- _WHAT YOU HAVE TO DO_
In the records below, begin at the line containing "positive clicks: (78, 208)" and end at the line containing "positive clicks: (30, 364) (92, 384)"; quote every line in that span exactly, including both boundary lines, and no others.

━━━━━━━━━━━━━━━━━━━━

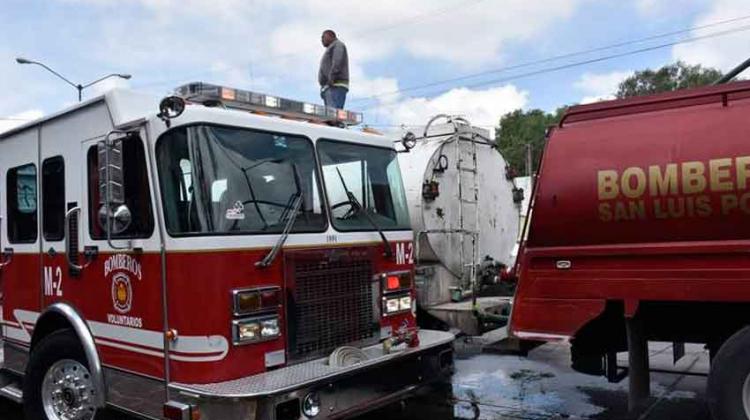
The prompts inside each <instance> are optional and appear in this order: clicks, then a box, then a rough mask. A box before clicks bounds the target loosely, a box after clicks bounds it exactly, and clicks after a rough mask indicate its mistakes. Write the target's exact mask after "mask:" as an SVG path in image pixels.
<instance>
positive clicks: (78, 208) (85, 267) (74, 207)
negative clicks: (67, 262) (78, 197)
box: [65, 207, 91, 272]
mask: <svg viewBox="0 0 750 420" xmlns="http://www.w3.org/2000/svg"><path fill="white" fill-rule="evenodd" d="M80 215H81V208H80V207H73V208H71V209H70V210H68V211H67V212H65V259H66V260H67V261H68V266H70V268H71V269H73V271H76V272H80V271H81V270H83V269H84V268H86V267H88V266H89V264H91V260H89V261H88V262H87V263H86V264H85V265H80V264H78V263H77V262H76V261H73V256H74V255H75V256H78V219H79V217H80ZM73 217H75V220H76V224H75V229H76V231H75V232H72V229H71V228H70V222H71V221H72V220H73ZM73 233H74V234H75V241H71V239H72V238H73V237H72V236H71V234H73ZM73 246H75V249H73Z"/></svg>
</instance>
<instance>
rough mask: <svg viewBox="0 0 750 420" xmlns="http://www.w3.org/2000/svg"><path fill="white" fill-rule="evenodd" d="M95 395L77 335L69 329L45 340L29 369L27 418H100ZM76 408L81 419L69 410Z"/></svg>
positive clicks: (30, 364) (92, 384)
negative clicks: (94, 394)
mask: <svg viewBox="0 0 750 420" xmlns="http://www.w3.org/2000/svg"><path fill="white" fill-rule="evenodd" d="M60 378H64V379H60ZM56 379H57V380H56ZM73 387H76V388H77V389H74V388H73ZM56 392H57V395H56ZM93 394H94V386H93V382H92V380H91V376H90V373H89V370H88V363H87V361H86V356H85V354H84V352H83V348H82V347H81V344H80V342H79V341H78V337H77V336H76V334H75V333H74V332H73V331H72V330H68V329H65V330H59V331H55V332H54V333H52V334H50V335H48V336H47V337H44V338H43V339H42V340H41V341H40V342H39V344H37V346H36V347H35V348H34V350H33V351H32V352H31V357H30V358H29V364H28V367H27V368H26V375H25V377H24V381H23V410H24V416H25V418H26V419H27V420H67V419H68V418H77V419H81V420H89V419H93V418H94V416H95V415H96V408H95V407H94V406H93V402H92V396H93ZM76 408H80V412H81V417H73V416H68V415H67V413H70V412H72V411H66V410H74V409H76Z"/></svg>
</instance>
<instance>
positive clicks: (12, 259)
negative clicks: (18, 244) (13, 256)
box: [0, 248, 13, 270]
mask: <svg viewBox="0 0 750 420" xmlns="http://www.w3.org/2000/svg"><path fill="white" fill-rule="evenodd" d="M11 261H13V248H5V250H3V260H2V262H0V270H2V269H3V268H5V266H7V265H8V264H10V263H11Z"/></svg>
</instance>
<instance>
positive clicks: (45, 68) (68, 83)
mask: <svg viewBox="0 0 750 420" xmlns="http://www.w3.org/2000/svg"><path fill="white" fill-rule="evenodd" d="M16 63H18V64H35V65H37V66H40V67H42V68H44V69H45V70H47V71H48V72H50V73H52V74H54V75H55V76H57V77H58V78H60V79H61V80H62V81H64V82H65V83H67V84H69V85H71V86H73V87H74V88H76V90H78V102H81V100H82V99H83V90H84V89H86V88H87V87H90V86H93V85H95V84H97V83H99V82H101V81H102V80H104V79H108V78H110V77H119V78H120V79H125V80H127V79H130V78H131V77H132V76H130V75H129V74H121V73H112V74H108V75H106V76H104V77H101V78H99V79H96V80H94V81H93V82H91V83H87V84H85V85H82V84H80V83H73V82H71V81H70V80H68V79H67V78H66V77H65V76H63V75H61V74H60V73H58V72H56V71H54V70H52V69H51V68H49V67H48V66H47V65H46V64H44V63H40V62H38V61H32V60H29V59H26V58H23V57H18V58H16Z"/></svg>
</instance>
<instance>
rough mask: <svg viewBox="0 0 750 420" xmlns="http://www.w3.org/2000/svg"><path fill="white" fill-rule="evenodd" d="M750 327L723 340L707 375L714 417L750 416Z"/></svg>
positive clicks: (711, 406)
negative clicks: (723, 343)
mask: <svg viewBox="0 0 750 420" xmlns="http://www.w3.org/2000/svg"><path fill="white" fill-rule="evenodd" d="M749 352H750V326H748V327H745V328H743V329H741V330H740V331H738V332H737V333H735V334H734V335H733V336H731V337H729V339H728V340H727V341H726V342H724V344H723V345H722V346H721V348H720V349H719V352H718V353H717V354H716V357H715V358H714V360H713V362H712V363H711V372H710V373H709V375H708V385H707V389H706V394H707V399H708V407H709V409H710V410H711V415H712V417H713V418H714V419H715V420H749V419H750V354H748V353H749Z"/></svg>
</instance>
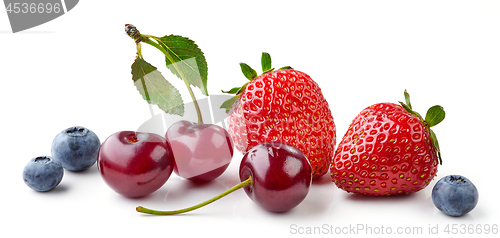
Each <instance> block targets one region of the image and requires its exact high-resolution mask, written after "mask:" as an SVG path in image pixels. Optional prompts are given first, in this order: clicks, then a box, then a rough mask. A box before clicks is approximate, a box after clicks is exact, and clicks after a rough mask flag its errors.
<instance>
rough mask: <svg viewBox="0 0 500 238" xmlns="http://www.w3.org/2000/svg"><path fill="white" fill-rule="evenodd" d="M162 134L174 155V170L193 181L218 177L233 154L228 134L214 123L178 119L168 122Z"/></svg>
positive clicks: (212, 178) (225, 167) (230, 143)
mask: <svg viewBox="0 0 500 238" xmlns="http://www.w3.org/2000/svg"><path fill="white" fill-rule="evenodd" d="M165 138H166V139H167V141H168V142H169V143H170V147H171V148H172V153H173V155H174V159H175V167H174V172H175V173H176V174H177V175H179V176H180V177H182V178H186V179H190V180H192V181H195V182H206V181H211V180H214V179H215V178H217V177H219V176H220V175H221V174H222V173H223V172H224V171H225V170H226V168H227V167H228V166H229V163H230V162H231V159H232V157H233V143H232V141H231V137H230V136H229V134H228V133H227V131H226V130H225V129H224V128H222V127H220V126H217V125H214V124H193V123H191V122H188V121H178V122H176V123H174V124H173V125H172V126H170V128H169V129H168V130H167V133H166V135H165Z"/></svg>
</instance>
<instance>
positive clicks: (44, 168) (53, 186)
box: [23, 156, 64, 192]
mask: <svg viewBox="0 0 500 238" xmlns="http://www.w3.org/2000/svg"><path fill="white" fill-rule="evenodd" d="M63 174H64V169H63V167H62V165H61V163H59V162H57V161H55V160H54V159H53V158H52V157H50V156H40V157H35V158H33V159H31V160H30V161H29V162H28V164H26V166H24V170H23V179H24V183H26V185H28V187H30V188H32V189H33V190H36V191H39V192H46V191H49V190H52V189H53V188H55V187H56V186H57V185H58V184H59V183H60V182H61V180H62V177H63Z"/></svg>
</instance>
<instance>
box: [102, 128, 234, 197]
mask: <svg viewBox="0 0 500 238" xmlns="http://www.w3.org/2000/svg"><path fill="white" fill-rule="evenodd" d="M232 156H233V144H232V141H231V138H230V136H229V134H228V133H227V131H226V130H224V129H223V128H221V127H219V126H217V125H213V124H193V123H191V122H188V121H179V122H176V123H174V124H173V125H172V126H171V127H170V128H169V129H168V131H167V133H166V135H165V137H162V136H160V135H157V134H152V133H144V132H134V131H121V132H117V133H115V134H113V135H111V136H109V137H108V139H106V141H104V142H103V143H102V145H101V147H100V150H99V156H98V160H97V164H98V168H99V171H100V173H101V176H102V178H103V179H104V181H105V182H106V183H107V184H108V185H109V186H110V187H111V188H112V189H113V190H115V191H116V192H117V193H119V194H121V195H123V196H126V197H143V196H146V195H148V194H150V193H152V192H154V191H156V190H158V189H159V188H160V187H162V186H163V184H165V182H166V181H167V180H168V178H169V177H170V175H171V173H172V171H174V172H175V173H176V174H177V175H179V176H180V177H182V178H186V179H190V180H192V181H195V182H206V181H211V180H213V179H215V178H217V177H219V176H220V175H221V174H222V173H223V172H224V171H225V170H226V168H227V167H228V166H229V163H230V162H231V158H232Z"/></svg>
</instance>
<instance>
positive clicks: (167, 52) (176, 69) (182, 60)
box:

━━━━━━━━━━━━━━━━━━━━

- _OUTPUT OF THE EXERCISE_
positive clicks: (78, 208) (85, 267) (74, 207)
negative clicks: (67, 262) (78, 197)
box: [65, 207, 91, 272]
mask: <svg viewBox="0 0 750 420" xmlns="http://www.w3.org/2000/svg"><path fill="white" fill-rule="evenodd" d="M80 215H81V208H80V207H73V208H71V209H70V210H68V211H67V212H65V259H66V260H67V261H68V266H70V268H71V269H73V271H76V272H80V271H81V270H83V269H84V268H86V267H88V266H89V264H91V260H89V261H88V262H87V263H86V264H85V265H80V264H78V263H77V262H76V261H73V256H74V255H75V256H78V219H79V217H80ZM73 217H75V220H76V224H75V229H76V231H75V232H72V229H71V228H70V222H71V221H72V220H73ZM73 233H74V234H75V241H71V239H72V238H73V237H72V236H71V234H73ZM73 246H75V249H73Z"/></svg>
</instance>
<instance>
rough mask: <svg viewBox="0 0 750 420" xmlns="http://www.w3.org/2000/svg"><path fill="white" fill-rule="evenodd" d="M95 395L77 335L69 329L45 340L29 369L27 418H100ZM76 408L81 419L69 410Z"/></svg>
positive clicks: (30, 364) (92, 384)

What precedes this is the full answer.